ページ抜粋:
<<<<
2016年06月19日 | Weblog
5年前の福島原発事故の直後、清水正孝社長が記者会見していた武藤副社長に対し「炉心溶融」の言葉を使わないよう指示したという。
東電が依頼した第三者による「検証委員会」が発表した。

ところが、「炉心溶融という言葉を使わないように」と手書きのメモを渡したのは、首相官邸からの指示であったというので事が大きくなった。
清水社長の記憶はあいまいで、官邸の誰からどんな指示、要請を受けたかは不明だという。
検証委員会の無責任な発表の感が免れない。根拠があるのだろうから、もう少しはっきりしてほしいものだ。

これに対して、当時官房長官だった民進党の枝野幸男幹事長は厳しく批判している。
「東電や旧原子力安全・保安院にメルトダウンや炉心溶融という表現を使わないよう指示したことは一度もない」
「官邸の関与を示唆しながら、私や菅元総理に聞き取りの要請もなかった」
参議院選挙への妨害との疑いも免れない。法的措置も含めた対応に着手すると述べている。菅直人元首相も否定した。

さて、当時の枝野官房長官が繰り返した「ただちに人体健康に影響はありません」、「微量です」、「念のためです」の言葉。
今となっては嘘だったことが明白になっている。 

事故直後に記者会見で口をすべらせ、「メルトダウンの可能性がある」と発言した保安院の中村審議官が交代させられたいきさつも、これらと関連した官邸の関与であったと考えてよかろう。

とにかく「事故を小さく見せよう」という思惑が、東電にも政府内にも常に支配的だ。
それは、民主党政権でも変りなかった、ということ。


ところで、この検証委員会というのは、福島原発事故を独自に調査してきた新潟県の技術委員会が、メルトダウンについて記述した東電の社内マニュアルの存在を突き止めたことで、東電に申し入れ設置されることになったものである。

新潟県の泉田知事は「県の技術委員会に対して虚偽の説明をしていたことになり、極めて遺憾だ。東京電力と合同で設置することとした検証委員会で徹底した追及を行う。東京電力は組織として何事も包み隠さず、真摯(しんし)に対応してほしい」とコメントを発表した。

合同の検証委員会で、炉心溶融についてどこまで真相が浮かび上がるか。
東電の隠蔽体質を突き破るのは至難であろうが、少しだけ期待しよう。
>>>>
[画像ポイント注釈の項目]
<<<<
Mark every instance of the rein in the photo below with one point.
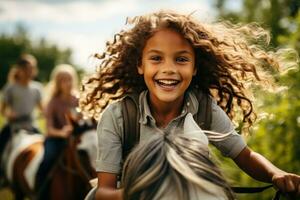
(251, 190)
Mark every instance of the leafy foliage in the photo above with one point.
(277, 134)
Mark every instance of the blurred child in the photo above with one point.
(61, 102)
(178, 65)
(20, 96)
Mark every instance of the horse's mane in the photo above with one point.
(174, 166)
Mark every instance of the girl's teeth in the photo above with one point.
(167, 82)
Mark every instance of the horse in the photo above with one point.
(68, 178)
(174, 166)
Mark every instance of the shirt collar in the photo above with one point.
(190, 106)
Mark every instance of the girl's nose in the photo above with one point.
(169, 67)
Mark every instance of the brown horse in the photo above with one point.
(68, 178)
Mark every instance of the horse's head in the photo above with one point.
(173, 166)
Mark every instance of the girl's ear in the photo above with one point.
(195, 71)
(140, 70)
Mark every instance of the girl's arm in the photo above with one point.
(107, 184)
(261, 169)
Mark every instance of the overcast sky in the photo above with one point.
(85, 26)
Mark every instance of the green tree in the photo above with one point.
(47, 54)
(277, 135)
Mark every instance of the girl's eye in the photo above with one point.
(182, 59)
(156, 58)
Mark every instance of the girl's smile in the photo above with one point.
(167, 66)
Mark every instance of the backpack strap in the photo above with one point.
(204, 114)
(131, 116)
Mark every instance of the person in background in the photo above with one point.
(61, 101)
(21, 95)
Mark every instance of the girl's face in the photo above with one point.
(64, 82)
(168, 66)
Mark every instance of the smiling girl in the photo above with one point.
(169, 59)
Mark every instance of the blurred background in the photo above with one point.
(65, 31)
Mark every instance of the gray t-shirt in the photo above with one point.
(110, 131)
(22, 100)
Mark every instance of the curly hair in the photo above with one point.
(229, 59)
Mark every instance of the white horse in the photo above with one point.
(24, 152)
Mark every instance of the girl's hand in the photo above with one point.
(287, 183)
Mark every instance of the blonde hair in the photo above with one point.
(229, 59)
(52, 88)
(173, 166)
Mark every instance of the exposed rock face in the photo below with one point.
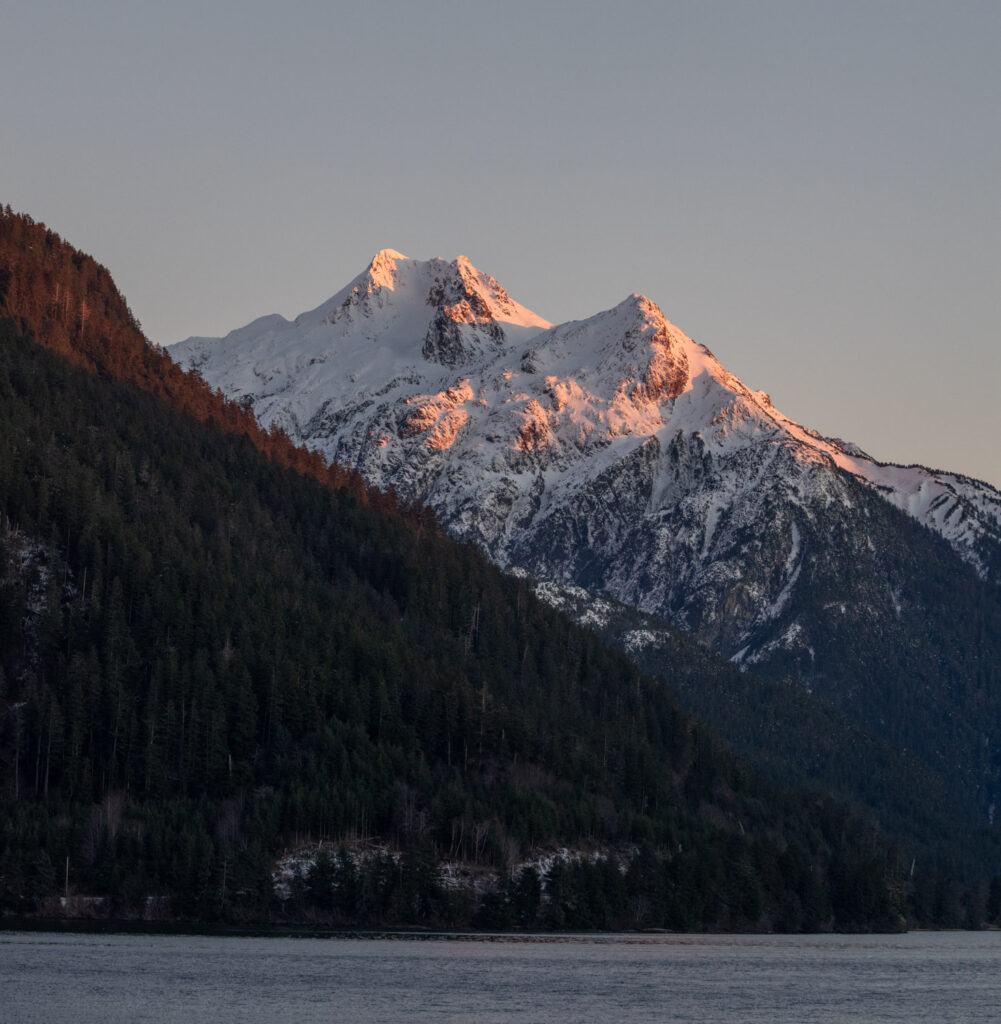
(612, 453)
>>>>
問題: ページ抜粋によると、検証委員会が設置されるきっかけとなったのは何ですか。 項目はページ抜粋とは別の資料です。

解答: 新潟県の技術委員会が、メルトダウンについて記述した東電の社内マニュアルの存在を突き止めたことです。